**WRITTEN INSTRUCTION:** Output, line for line and unchanged, the listing below from the line containing "target: ceiling beam" through the end of the listing, both ends included. Leave the pictures out.

(Image boundary labeling listing)

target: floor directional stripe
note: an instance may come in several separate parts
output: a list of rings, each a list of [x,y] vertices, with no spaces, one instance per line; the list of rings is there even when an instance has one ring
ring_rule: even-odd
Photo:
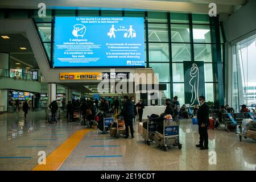
[[[91,147],[117,147],[120,146],[90,146]]]
[[[46,157],[46,164],[37,165],[32,171],[57,171],[90,129],[75,132]]]
[[[85,158],[118,158],[122,157],[122,155],[87,155]]]

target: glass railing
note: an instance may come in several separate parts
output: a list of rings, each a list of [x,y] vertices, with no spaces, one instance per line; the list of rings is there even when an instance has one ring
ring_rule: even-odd
[[[28,73],[2,68],[0,68],[1,77],[9,77],[17,80],[41,81],[40,76],[34,75],[32,73]]]

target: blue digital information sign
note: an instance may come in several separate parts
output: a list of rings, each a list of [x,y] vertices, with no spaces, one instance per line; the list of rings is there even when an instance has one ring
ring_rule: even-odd
[[[55,67],[144,67],[144,19],[56,17]]]

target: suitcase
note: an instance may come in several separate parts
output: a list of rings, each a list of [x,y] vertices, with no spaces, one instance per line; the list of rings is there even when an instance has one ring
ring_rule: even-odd
[[[209,119],[209,129],[214,130],[215,128],[214,119],[211,118]]]
[[[197,125],[197,118],[192,118],[192,123],[193,125]]]
[[[158,131],[156,131],[153,136],[154,141],[160,147],[164,146],[164,137],[163,135]],[[172,145],[176,143],[175,138],[169,138],[168,139],[167,145]]]

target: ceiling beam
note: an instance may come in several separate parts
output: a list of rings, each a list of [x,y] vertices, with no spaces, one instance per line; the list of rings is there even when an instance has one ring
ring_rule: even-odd
[[[217,5],[222,5],[232,6],[244,5],[246,3],[246,0],[159,0],[159,1],[184,2],[195,3],[204,3],[208,5],[210,3],[214,3]]]
[[[11,59],[13,59],[14,60],[15,60],[15,61],[16,61],[18,62],[22,63],[23,64],[24,64],[24,65],[29,67],[31,68],[34,68],[34,67],[32,65],[30,65],[29,64],[27,64],[27,63],[24,62],[23,61],[22,61],[22,60],[19,60],[19,59],[17,59],[17,58],[16,58],[16,57],[14,57],[13,56],[10,55],[10,58],[11,58]]]
[[[192,0],[191,0],[192,1]],[[203,0],[199,0],[204,2]],[[236,3],[243,1],[234,0]],[[197,2],[197,1],[193,1]],[[212,1],[214,1],[213,0]],[[224,0],[215,0],[224,3]],[[226,1],[228,2],[231,0]],[[208,14],[208,3],[195,3],[188,2],[174,2],[151,0],[16,0],[2,1],[0,8],[7,9],[36,9],[39,3],[46,3],[47,8],[60,9],[113,9],[119,10],[149,10],[159,11],[172,11],[180,13],[192,13]],[[232,6],[221,5],[217,6],[217,12],[232,13]],[[227,3],[226,3],[226,4]],[[232,5],[232,4],[231,4]]]

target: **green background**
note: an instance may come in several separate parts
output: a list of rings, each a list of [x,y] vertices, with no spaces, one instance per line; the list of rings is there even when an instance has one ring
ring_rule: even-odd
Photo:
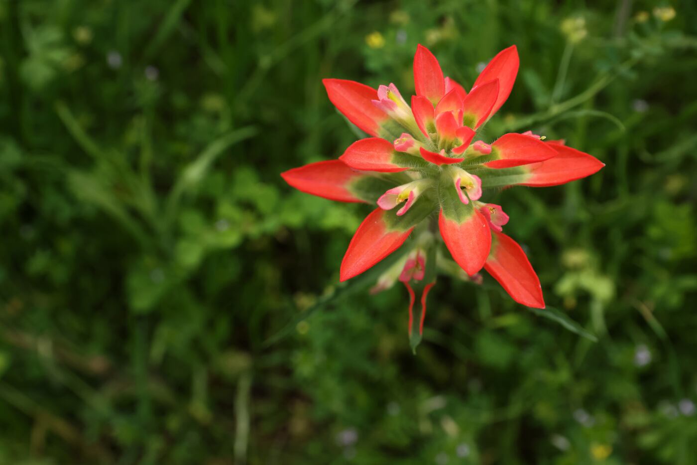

**RESULT OF THIS TASK:**
target: ceiling beam
note: an instance may come in several separate parts
output: a list of rings, each a list of [x,y] vertices, with no spaces, one instance per line; the list of rings is there even when an instance has one ring
ring_rule: even-odd
[[[217,5],[222,5],[232,6],[244,5],[246,3],[246,0],[159,0],[159,1],[184,2],[195,3],[204,3],[208,5],[210,3],[214,3]]]
[[[11,59],[13,59],[14,60],[15,60],[15,61],[16,61],[18,62],[22,63],[23,64],[24,64],[24,65],[29,67],[31,68],[34,68],[34,67],[32,65],[30,65],[29,64],[27,64],[27,63],[24,62],[23,61],[22,61],[22,60],[19,60],[19,59],[17,59],[17,58],[16,58],[16,57],[14,57],[13,56],[10,55],[10,58],[11,58]]]
[[[192,0],[191,0],[192,1]],[[203,0],[199,0],[204,2]],[[236,3],[243,1],[234,0]],[[197,2],[197,1],[193,1]],[[212,1],[214,1],[213,0]],[[224,0],[215,0],[224,3]],[[226,1],[228,2],[231,0]],[[208,14],[208,3],[195,3],[188,2],[174,2],[151,0],[16,0],[2,1],[0,8],[7,9],[36,9],[39,3],[46,3],[47,8],[60,9],[113,9],[119,10],[149,10],[159,11],[172,11],[180,13],[192,13]],[[232,6],[221,5],[217,6],[217,12],[232,13]],[[227,3],[226,3],[226,4]],[[232,5],[232,4],[231,4]]]

target: **green background**
note: an instance may come in several separate parts
output: a list of rings, each a list of [x,y] vertices, with no spaces, one instance per line; the list of rings is there even when an instance has one ring
ring_rule: even-odd
Photo:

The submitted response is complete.